WHAT YOU SHOULD DO: Pick out every line in the items below that contains the word "light", and copy each one unchanged.

(Labeled-object pointing entries)
====

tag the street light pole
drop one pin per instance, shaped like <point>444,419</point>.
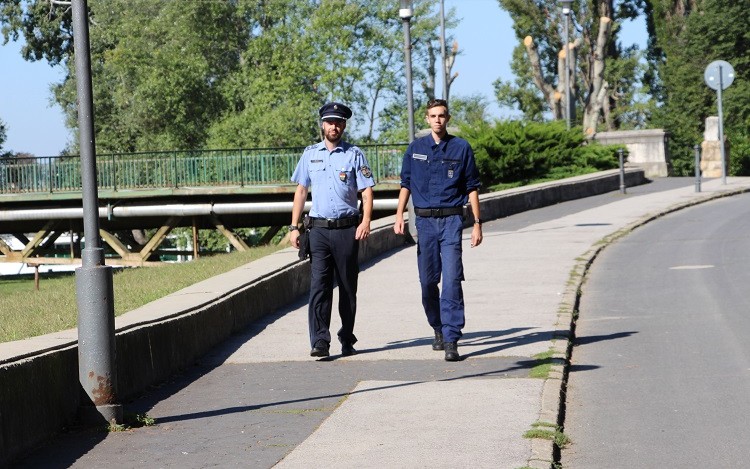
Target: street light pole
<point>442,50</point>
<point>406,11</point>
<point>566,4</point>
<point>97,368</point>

====

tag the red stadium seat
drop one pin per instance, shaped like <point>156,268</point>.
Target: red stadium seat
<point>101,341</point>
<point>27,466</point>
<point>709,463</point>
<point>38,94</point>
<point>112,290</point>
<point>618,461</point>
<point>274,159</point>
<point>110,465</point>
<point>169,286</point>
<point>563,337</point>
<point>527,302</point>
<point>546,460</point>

====

RESPONSE TO THE EXERCISE:
tag the street light pole
Target: street light pole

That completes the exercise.